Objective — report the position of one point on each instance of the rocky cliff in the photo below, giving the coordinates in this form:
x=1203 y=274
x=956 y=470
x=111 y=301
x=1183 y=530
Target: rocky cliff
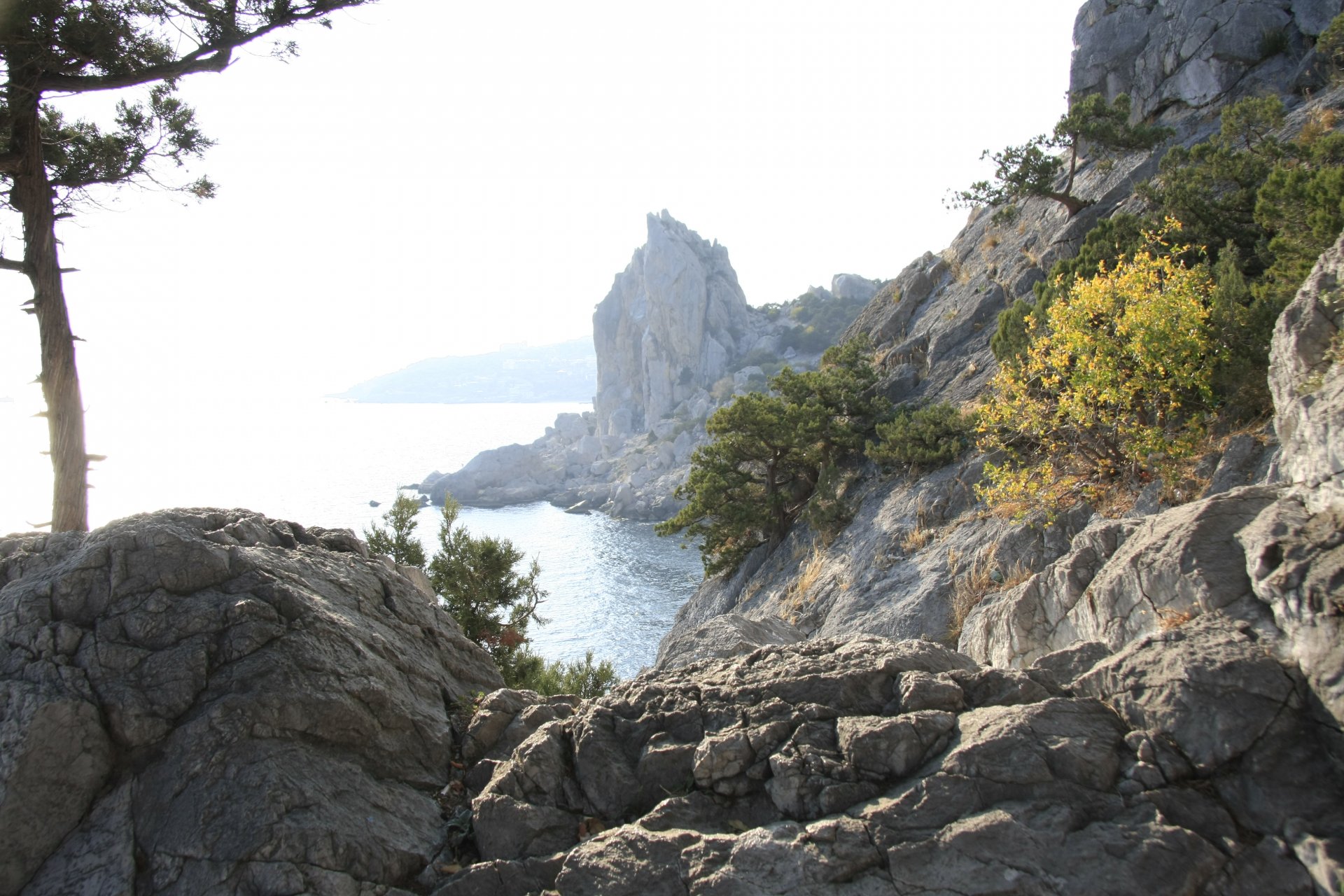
x=671 y=327
x=213 y=701
x=675 y=340
x=921 y=546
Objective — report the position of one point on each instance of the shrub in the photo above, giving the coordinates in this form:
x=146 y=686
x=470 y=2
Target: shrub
x=1119 y=378
x=1329 y=46
x=479 y=583
x=587 y=679
x=923 y=437
x=768 y=453
x=398 y=539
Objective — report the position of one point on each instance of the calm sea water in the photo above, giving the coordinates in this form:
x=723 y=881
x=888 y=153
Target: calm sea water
x=613 y=586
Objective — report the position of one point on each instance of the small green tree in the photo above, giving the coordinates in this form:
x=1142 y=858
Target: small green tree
x=1211 y=187
x=923 y=437
x=398 y=539
x=1035 y=167
x=585 y=679
x=480 y=584
x=50 y=167
x=768 y=456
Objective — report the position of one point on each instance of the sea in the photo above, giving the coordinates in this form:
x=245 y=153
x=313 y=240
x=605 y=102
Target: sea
x=613 y=586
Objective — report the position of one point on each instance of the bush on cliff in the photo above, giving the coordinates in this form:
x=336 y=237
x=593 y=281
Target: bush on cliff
x=479 y=583
x=398 y=539
x=1117 y=381
x=769 y=451
x=923 y=437
x=1034 y=169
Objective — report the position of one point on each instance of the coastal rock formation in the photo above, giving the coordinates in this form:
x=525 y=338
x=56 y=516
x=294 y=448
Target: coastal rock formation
x=873 y=766
x=213 y=701
x=1249 y=550
x=1186 y=57
x=671 y=326
x=923 y=548
x=673 y=342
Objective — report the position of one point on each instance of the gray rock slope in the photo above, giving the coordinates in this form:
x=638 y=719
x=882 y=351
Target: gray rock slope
x=1186 y=763
x=672 y=340
x=211 y=701
x=920 y=546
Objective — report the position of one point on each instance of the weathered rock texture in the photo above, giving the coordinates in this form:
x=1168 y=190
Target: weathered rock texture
x=672 y=342
x=1247 y=550
x=921 y=545
x=213 y=701
x=1182 y=764
x=673 y=321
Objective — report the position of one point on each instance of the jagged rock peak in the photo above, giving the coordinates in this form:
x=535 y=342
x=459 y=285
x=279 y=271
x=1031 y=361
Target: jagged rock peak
x=1195 y=54
x=672 y=324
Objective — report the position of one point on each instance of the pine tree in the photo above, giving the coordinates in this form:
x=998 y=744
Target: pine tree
x=49 y=163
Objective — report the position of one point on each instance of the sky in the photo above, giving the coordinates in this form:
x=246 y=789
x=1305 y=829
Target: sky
x=436 y=178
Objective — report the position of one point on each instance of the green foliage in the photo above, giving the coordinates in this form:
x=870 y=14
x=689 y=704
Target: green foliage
x=1211 y=187
x=479 y=583
x=1121 y=375
x=587 y=679
x=1329 y=46
x=923 y=437
x=768 y=453
x=1034 y=168
x=1105 y=244
x=398 y=539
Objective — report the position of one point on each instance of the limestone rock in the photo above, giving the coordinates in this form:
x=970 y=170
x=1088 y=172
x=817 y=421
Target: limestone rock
x=1307 y=379
x=799 y=770
x=1136 y=580
x=200 y=701
x=723 y=636
x=1193 y=54
x=672 y=323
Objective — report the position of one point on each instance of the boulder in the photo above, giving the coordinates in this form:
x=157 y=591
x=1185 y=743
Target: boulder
x=207 y=701
x=806 y=769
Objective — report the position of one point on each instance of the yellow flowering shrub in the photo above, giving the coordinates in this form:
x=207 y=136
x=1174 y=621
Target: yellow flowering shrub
x=1116 y=381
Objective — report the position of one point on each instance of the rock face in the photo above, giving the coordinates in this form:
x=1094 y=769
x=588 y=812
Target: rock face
x=1186 y=57
x=920 y=546
x=673 y=321
x=899 y=767
x=672 y=340
x=213 y=701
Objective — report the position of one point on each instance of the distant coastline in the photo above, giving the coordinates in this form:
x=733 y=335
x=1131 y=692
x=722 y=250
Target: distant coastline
x=512 y=375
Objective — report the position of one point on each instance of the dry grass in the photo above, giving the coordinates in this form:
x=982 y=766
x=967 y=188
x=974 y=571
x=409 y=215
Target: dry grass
x=1319 y=122
x=1168 y=618
x=981 y=578
x=809 y=573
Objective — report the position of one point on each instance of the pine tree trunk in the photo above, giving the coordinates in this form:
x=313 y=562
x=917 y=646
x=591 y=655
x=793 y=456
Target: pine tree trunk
x=33 y=195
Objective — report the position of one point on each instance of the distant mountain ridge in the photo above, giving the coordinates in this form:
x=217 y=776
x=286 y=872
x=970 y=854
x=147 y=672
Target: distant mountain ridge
x=559 y=372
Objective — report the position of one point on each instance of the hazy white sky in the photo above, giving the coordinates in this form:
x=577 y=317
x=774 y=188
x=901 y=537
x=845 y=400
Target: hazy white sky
x=437 y=178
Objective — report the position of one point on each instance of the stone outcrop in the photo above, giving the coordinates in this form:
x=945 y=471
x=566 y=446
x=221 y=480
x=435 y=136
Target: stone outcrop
x=213 y=701
x=672 y=340
x=672 y=324
x=1264 y=552
x=1183 y=763
x=920 y=546
x=1189 y=57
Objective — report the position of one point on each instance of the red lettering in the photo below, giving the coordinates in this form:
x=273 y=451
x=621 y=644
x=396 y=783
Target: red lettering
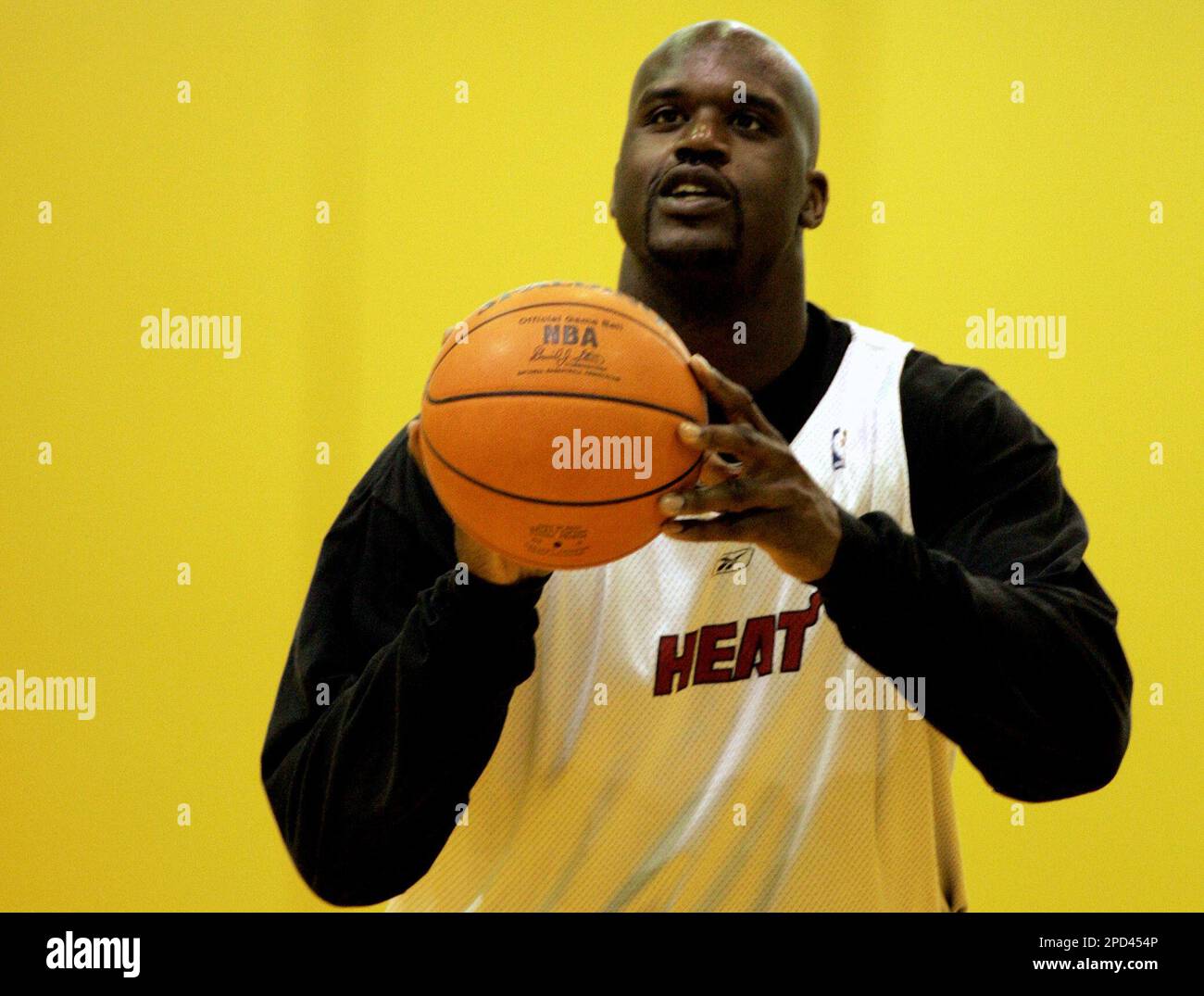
x=796 y=625
x=757 y=645
x=670 y=663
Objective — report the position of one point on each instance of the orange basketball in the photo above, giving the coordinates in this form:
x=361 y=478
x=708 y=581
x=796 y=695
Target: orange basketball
x=549 y=424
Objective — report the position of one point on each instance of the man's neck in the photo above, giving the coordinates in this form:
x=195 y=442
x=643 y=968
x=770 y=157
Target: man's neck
x=749 y=335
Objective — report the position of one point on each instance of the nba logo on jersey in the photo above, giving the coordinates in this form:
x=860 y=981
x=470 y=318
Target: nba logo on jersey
x=839 y=437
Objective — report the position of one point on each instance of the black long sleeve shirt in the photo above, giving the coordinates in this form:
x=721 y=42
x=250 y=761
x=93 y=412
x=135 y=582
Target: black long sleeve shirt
x=378 y=731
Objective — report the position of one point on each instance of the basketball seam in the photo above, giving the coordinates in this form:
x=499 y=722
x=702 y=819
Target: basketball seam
x=630 y=317
x=608 y=397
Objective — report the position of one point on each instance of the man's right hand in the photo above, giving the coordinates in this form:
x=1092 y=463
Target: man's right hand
x=482 y=561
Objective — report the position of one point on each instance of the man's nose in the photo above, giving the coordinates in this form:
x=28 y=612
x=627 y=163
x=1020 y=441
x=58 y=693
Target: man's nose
x=702 y=140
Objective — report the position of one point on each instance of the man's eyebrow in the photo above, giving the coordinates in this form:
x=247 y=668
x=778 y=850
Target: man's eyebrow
x=765 y=103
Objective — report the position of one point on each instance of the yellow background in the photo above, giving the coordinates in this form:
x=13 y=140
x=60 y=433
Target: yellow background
x=208 y=208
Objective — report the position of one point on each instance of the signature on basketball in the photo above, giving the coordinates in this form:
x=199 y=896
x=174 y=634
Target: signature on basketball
x=565 y=357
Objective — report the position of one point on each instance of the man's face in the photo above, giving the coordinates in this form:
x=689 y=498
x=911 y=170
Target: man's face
x=749 y=156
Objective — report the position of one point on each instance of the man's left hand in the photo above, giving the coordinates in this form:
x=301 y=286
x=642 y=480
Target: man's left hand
x=767 y=498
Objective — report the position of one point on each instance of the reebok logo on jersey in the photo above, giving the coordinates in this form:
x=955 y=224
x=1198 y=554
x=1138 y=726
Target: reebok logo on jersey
x=694 y=657
x=734 y=561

# # # # #

- _GIVEN TASK_
Extract every one of the records above word for word, leaving the pictures out of your answer.

- _RESULT BELOW_
Objective — report the position of one point on each instance of the rocky cliff in the photo below, giving the coordinates in this form:
x=1203 y=274
x=956 y=470
x=111 y=301
x=1183 y=530
Target: rocky cliff
x=671 y=327
x=213 y=701
x=675 y=340
x=921 y=546
Objective — report the position of one point on each instance of the shrub in the photo above, giving the coordinates in this form:
x=146 y=686
x=470 y=2
Target: shrub
x=1119 y=378
x=1329 y=46
x=479 y=583
x=587 y=679
x=923 y=437
x=768 y=453
x=398 y=539
Objective — report the position of one point on each instance of the calm sea water in the photo above, giving the coordinates in this form:
x=723 y=881
x=888 y=153
Target: calm sea water
x=613 y=586
Objective — report the position of one point on each instance of the small green tree in the photo above, giving the coordinates in this form:
x=1142 y=858
Target: small green tree
x=1211 y=187
x=923 y=437
x=398 y=539
x=1035 y=167
x=585 y=679
x=480 y=584
x=50 y=167
x=768 y=456
Objective — report the position of one point on each instance of the sea in the photo above, giving the coordinates in this form:
x=245 y=153
x=313 y=240
x=605 y=102
Target: sea
x=613 y=586
Objective — report the position of one point on each instance of the bush on cliff in the photo above, giving the coordinates in this form:
x=336 y=237
x=593 y=281
Target: bush on cliff
x=479 y=583
x=398 y=539
x=1117 y=381
x=769 y=451
x=923 y=437
x=1034 y=169
Objective — report the position of one point on each instance of the coastal rock formation in the photo above, giving the coordinates in this form:
x=525 y=338
x=56 y=516
x=294 y=448
Target: coastal rock formation
x=873 y=766
x=213 y=701
x=1249 y=550
x=1186 y=57
x=671 y=326
x=923 y=548
x=673 y=342
Objective — report the position of one point on each instance of the gray rock slope in the photo above, giving the coordinates in this form:
x=638 y=719
x=882 y=351
Target: gray rock slope
x=1186 y=763
x=672 y=340
x=211 y=701
x=920 y=546
Objective — report the position of one point on each instance of the weathered rock texture in the photo above, giving the coordinates in this form:
x=1168 y=190
Target: weathered rock texture
x=672 y=342
x=1247 y=550
x=921 y=545
x=213 y=701
x=1182 y=764
x=673 y=321
Objective — report the position of one point on each instance of the jagged rock peak in the photo above, giving the coordinates in this form:
x=535 y=342
x=459 y=285
x=279 y=271
x=1031 y=361
Target: jagged rock peak
x=1195 y=54
x=672 y=324
Objective — report the position of one point on each instance of the pine tree in the photo above, giving the coordinates in this form:
x=998 y=744
Target: pine tree
x=49 y=163
Objective — report the position of one point on each instance of the sky in the photo above, giving the coordinates in this form:
x=246 y=789
x=1305 y=829
Target: sky
x=436 y=178
Objective — report the position of one point on each instance of the green foliage in the photo above, giving the coordinates in this form:
x=870 y=14
x=689 y=704
Target: green foliage
x=1211 y=187
x=479 y=583
x=1121 y=375
x=587 y=679
x=1329 y=46
x=923 y=437
x=768 y=453
x=1034 y=168
x=1105 y=244
x=398 y=539
Objective — report the position of one point on each instance of the limestone rock in the photo above, giving the coordinates in this form:
x=970 y=170
x=1088 y=172
x=817 y=421
Target: limestone rock
x=1307 y=379
x=799 y=770
x=1136 y=580
x=200 y=701
x=723 y=636
x=1193 y=54
x=672 y=323
Objective — report the position of one point on each instance of the boulder in the photo above, giving the coordinates in this form:
x=157 y=591
x=1185 y=743
Target: boulder
x=207 y=701
x=806 y=769
Objective — report the position of one point on each instance of the yellow flowering shrub in the photo above, giving the coordinates in this form:
x=207 y=136
x=1174 y=621
Target: yellow flowering shrub
x=1116 y=381
Objective — report the position of one point on each instance of the rock face in the photo above, giving the coordinates in this form:
x=1094 y=769
x=588 y=812
Target: rock face
x=1186 y=57
x=920 y=546
x=673 y=321
x=899 y=767
x=672 y=340
x=213 y=701
Objective — report the position of one point on each instance of the distant coastline in the photo above, giving the coordinates in this form:
x=733 y=335
x=1131 y=692
x=722 y=250
Target: distant coastline
x=512 y=375
Objective — report the position of one point on each instance of the dry grass in the photo above, giving the coordinates in this form:
x=982 y=766
x=967 y=188
x=974 y=571
x=409 y=215
Target: dry grass
x=1319 y=122
x=1168 y=618
x=981 y=578
x=809 y=573
Objective — report the position of one point on each instance of the pine tree trunk in the photo above, giving the coordinates in this form:
x=313 y=562
x=917 y=646
x=591 y=655
x=793 y=456
Target: pine tree trunk
x=33 y=195
Objective — report the position of one point on each instance of the distant mountain ridge in the photo above, giving the coordinates in this form:
x=217 y=776
x=286 y=872
x=970 y=854
x=147 y=672
Target: distant mountain ridge
x=559 y=372
Objective — report the position of one point on each instance of the hazy white sky in the photo above, giving the coordinates in this form:
x=577 y=317
x=774 y=188
x=901 y=537
x=845 y=400
Target: hazy white sky
x=437 y=178
Objective — report the position of one point on each instance of the stone outcrop in the photo above, giving the coordinates in this form:
x=945 y=471
x=566 y=446
x=221 y=480
x=435 y=136
Target: stone outcrop
x=213 y=701
x=672 y=340
x=672 y=324
x=1264 y=552
x=1183 y=763
x=920 y=546
x=1189 y=57
Objective — report the position of one point on each instance of the red lettering in the photo below, giving the coordinates in this form:
x=273 y=451
x=621 y=644
x=396 y=783
Target: red lettering
x=796 y=625
x=757 y=645
x=670 y=663
Objective — report the position of one point on each instance of the orange basketball in the photo above, giving the coordinates in this form:
x=361 y=478
x=708 y=581
x=796 y=695
Target: orange basketball
x=549 y=424
Objective — report the position of one point on each instance of the man's neck in the photo above, giving the coordinates in this form:
x=195 y=442
x=643 y=968
x=770 y=157
Target: man's neck
x=749 y=335
Objective — report the position of one point on each instance of the nba logo on jersey in the photo above, giving the coordinates in this form:
x=860 y=981
x=470 y=318
Target: nba logo on jersey
x=839 y=437
Objective — report the position of one point on each instance of the black long sleeve shirt in the photo above, giving the coordinates in this form:
x=721 y=42
x=250 y=761
x=93 y=412
x=135 y=582
Target: black long sleeve shirt
x=378 y=731
Objective — report the position of one point on each instance of the basketball seam in the photo above, giving the coordinates in this form:
x=499 y=722
x=702 y=819
Target: basketball seam
x=630 y=317
x=608 y=397
Objective — report the position of one point on each instance of the man's right hand in the photo above, giving the coordinates in this form:
x=1092 y=463
Target: man's right hand
x=482 y=561
Objective — report the position of one point on each instance of the man's nose in the photo above, giving the coordinates in this form:
x=28 y=612
x=627 y=163
x=1020 y=441
x=58 y=693
Target: man's nose
x=702 y=140
Objective — report the position of one point on each instance of the man's eyebrow in the photo above, giving the coordinates in this form:
x=247 y=668
x=778 y=850
Target: man's eyebrow
x=765 y=103
Objective — report the position of one point on each instance of the yellow background in the photo above, giving the coordinates in this form:
x=13 y=140
x=60 y=433
Target: yellow background
x=208 y=208
Objective — report the position of one point on each instance of the signature on basketball in the photo above, giving the coordinates in this form:
x=199 y=896
x=174 y=634
Target: signature on basketball
x=565 y=357
Objective — report the position of one point on each instance of the man's face in the photo above, giving the coordinates in this form:
x=689 y=498
x=911 y=170
Target: man's face
x=749 y=156
Objective — report the position of one point on each instance of the man's left hand in the photo above, giving the coordinates in this form:
x=301 y=286
x=642 y=480
Target: man's left hand
x=767 y=498
Objective — report the position of one point on each instance of the reebok logo on jersey in the photo above, giving the coordinates in this form:
x=955 y=224
x=1198 y=554
x=1138 y=726
Target: reebok logo on jersey
x=694 y=657
x=734 y=561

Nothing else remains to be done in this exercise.